### INFORMATION SUPPLIED
================
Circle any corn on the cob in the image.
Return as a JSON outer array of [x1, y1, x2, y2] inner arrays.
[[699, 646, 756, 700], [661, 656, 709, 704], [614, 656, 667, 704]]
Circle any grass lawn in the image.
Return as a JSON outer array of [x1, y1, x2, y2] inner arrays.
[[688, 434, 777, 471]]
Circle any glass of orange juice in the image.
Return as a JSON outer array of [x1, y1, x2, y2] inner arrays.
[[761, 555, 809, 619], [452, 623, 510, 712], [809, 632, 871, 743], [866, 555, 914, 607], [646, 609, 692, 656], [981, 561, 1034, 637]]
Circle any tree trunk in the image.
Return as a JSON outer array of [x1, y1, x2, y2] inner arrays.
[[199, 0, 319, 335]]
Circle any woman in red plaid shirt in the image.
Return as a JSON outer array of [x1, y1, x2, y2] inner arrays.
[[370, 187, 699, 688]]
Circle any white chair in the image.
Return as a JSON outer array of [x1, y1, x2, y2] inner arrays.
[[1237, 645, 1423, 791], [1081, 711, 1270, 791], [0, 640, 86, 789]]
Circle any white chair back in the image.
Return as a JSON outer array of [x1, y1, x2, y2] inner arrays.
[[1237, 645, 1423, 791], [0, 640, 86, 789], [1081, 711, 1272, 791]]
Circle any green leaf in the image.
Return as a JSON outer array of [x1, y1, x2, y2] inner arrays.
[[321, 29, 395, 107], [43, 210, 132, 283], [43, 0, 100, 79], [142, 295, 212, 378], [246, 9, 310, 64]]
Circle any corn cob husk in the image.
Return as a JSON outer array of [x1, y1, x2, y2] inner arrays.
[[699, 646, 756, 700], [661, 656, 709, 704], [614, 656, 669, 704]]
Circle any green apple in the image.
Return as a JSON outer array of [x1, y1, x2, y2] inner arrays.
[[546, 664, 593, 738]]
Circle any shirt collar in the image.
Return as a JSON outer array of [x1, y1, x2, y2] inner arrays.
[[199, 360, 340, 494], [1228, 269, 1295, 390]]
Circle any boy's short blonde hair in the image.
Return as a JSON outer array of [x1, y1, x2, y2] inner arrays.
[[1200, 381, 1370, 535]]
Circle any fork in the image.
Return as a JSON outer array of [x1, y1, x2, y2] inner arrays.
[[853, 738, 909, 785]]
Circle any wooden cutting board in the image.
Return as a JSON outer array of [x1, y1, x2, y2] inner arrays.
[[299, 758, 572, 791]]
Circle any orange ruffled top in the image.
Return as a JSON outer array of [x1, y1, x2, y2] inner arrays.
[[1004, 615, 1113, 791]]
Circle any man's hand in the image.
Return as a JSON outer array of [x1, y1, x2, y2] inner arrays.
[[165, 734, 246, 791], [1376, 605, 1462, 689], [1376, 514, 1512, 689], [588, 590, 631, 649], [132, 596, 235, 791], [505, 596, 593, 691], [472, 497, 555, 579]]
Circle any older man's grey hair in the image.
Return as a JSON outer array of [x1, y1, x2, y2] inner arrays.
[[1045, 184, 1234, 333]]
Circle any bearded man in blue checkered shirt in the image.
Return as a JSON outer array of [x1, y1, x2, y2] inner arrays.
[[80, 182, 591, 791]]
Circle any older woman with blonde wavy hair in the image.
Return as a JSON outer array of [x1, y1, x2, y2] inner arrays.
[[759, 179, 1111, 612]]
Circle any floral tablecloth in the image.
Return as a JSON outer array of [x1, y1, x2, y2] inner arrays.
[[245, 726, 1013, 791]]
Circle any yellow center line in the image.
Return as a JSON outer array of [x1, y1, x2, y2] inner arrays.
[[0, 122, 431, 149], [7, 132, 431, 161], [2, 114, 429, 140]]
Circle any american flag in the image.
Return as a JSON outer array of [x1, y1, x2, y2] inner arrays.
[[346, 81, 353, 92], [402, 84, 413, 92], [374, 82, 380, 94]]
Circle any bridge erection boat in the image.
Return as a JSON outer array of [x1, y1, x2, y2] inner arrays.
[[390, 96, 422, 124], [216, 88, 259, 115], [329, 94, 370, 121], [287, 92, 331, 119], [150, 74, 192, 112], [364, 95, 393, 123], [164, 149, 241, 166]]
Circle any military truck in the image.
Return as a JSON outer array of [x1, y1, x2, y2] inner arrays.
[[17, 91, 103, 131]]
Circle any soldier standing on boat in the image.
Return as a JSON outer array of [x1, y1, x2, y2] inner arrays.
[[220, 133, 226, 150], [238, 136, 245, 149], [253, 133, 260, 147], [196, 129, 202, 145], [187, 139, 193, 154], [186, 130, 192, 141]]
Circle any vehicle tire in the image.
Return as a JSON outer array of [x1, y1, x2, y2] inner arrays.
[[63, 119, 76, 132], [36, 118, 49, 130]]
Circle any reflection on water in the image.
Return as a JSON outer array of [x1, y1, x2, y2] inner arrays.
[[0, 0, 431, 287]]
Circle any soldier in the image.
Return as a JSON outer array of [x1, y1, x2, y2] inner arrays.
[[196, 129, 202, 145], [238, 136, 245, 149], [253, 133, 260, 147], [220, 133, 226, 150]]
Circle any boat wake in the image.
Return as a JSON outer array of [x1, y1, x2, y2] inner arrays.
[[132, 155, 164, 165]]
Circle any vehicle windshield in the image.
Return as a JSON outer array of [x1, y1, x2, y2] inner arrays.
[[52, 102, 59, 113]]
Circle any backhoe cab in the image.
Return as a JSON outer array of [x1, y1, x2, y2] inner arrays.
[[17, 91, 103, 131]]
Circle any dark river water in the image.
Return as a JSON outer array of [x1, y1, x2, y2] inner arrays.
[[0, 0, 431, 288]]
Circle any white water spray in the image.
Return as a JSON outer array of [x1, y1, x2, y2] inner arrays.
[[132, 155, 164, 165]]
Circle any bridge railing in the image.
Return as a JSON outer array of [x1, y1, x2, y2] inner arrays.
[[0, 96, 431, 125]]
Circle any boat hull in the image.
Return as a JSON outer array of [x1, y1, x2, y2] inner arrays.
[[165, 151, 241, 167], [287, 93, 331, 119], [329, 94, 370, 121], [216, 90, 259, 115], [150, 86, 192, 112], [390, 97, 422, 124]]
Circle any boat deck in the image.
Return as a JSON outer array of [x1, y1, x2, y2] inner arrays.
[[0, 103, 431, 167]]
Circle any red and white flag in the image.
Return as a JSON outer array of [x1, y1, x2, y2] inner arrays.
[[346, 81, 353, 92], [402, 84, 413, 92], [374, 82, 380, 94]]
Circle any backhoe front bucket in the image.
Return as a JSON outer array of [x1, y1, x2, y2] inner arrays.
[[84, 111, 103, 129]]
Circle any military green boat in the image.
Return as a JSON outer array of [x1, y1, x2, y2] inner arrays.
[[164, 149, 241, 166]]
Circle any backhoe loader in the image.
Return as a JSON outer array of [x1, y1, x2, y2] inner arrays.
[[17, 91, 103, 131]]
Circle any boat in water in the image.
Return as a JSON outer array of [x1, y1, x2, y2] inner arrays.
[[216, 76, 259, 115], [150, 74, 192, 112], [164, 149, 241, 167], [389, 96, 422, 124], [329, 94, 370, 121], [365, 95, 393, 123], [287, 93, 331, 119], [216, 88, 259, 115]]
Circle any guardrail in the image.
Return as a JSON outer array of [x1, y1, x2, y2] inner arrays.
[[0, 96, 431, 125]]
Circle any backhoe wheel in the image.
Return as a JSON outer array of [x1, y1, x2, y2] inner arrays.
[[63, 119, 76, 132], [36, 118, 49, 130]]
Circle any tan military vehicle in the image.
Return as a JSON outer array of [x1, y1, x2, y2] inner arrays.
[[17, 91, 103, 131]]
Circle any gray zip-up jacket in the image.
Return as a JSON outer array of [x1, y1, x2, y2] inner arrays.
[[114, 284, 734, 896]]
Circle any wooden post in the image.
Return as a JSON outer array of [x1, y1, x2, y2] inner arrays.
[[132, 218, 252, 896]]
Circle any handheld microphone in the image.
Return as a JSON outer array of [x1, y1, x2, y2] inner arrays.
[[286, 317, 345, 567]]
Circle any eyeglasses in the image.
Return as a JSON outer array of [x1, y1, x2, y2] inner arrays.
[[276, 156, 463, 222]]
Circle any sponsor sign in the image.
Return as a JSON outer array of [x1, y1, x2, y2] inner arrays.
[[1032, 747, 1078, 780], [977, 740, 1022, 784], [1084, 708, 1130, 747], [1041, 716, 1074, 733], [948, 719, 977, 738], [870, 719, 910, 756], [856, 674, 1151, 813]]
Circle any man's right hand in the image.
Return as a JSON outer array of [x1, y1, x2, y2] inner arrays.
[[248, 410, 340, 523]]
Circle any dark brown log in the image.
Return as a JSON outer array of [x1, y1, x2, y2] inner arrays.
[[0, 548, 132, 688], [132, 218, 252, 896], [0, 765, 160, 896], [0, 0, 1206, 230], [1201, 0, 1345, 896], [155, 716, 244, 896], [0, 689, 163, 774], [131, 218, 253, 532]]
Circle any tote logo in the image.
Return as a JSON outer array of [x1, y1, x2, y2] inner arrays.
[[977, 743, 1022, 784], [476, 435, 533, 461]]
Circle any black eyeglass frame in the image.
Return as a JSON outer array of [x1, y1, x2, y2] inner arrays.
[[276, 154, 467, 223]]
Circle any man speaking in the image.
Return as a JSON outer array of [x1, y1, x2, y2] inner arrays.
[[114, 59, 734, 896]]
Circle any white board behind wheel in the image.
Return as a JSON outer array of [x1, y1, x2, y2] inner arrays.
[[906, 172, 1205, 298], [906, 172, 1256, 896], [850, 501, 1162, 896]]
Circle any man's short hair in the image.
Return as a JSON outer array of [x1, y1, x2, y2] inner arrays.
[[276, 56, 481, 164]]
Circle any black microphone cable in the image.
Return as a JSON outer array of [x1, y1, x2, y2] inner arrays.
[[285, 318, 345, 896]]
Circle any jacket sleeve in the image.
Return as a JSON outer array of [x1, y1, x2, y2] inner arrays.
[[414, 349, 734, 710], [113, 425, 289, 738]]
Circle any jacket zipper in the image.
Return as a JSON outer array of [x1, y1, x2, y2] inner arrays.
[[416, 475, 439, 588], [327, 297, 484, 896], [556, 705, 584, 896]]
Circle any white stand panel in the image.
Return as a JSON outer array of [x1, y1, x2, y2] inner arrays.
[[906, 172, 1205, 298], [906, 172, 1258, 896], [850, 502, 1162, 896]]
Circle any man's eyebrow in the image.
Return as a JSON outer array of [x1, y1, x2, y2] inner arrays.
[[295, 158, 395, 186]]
================
### TASK GOAL
Copy the items verbatim, starting with the line that contains "Circle any backhoe wheel in the image." and ending with the line that contains "674, 1151, 813]]", both lines included.

### RESPONSE TO THIS TASK
Circle any backhoe wheel in the image.
Return as a JSON outer array of [x1, y1, x2, y2] inner arrays.
[[63, 119, 76, 132], [36, 118, 49, 130]]
Circle any tan military vehicle in the image.
Return as a JSON outer array of [x1, y1, x2, y2] inner arrays.
[[17, 91, 103, 131]]
Circle any gray zip-up jacket in the image.
Return as a JSON outer array of [x1, y1, x2, y2] inner arrays.
[[114, 284, 734, 896]]
Circle any wooden post in the image.
Return as a JSON outer array of [x1, y1, x2, y2] inner arrays.
[[132, 218, 252, 896]]
Circle any handheld microphone in the image.
Return as a JSON outer array of [x1, y1, x2, y2] inner arrays.
[[286, 317, 345, 567]]
Circle any eyeglasses in the image.
Return as a JSON outer array of [x1, y1, x2, y2] inner arrays.
[[276, 156, 463, 222]]
Circle any sponsor sign in the image.
Return as a JSON outer array of [x1, y1, x2, y2] inner arrays.
[[1032, 747, 1078, 780], [977, 740, 1022, 784], [1084, 708, 1130, 747], [1041, 716, 1074, 733], [948, 719, 977, 738], [870, 719, 910, 756], [856, 674, 1151, 813]]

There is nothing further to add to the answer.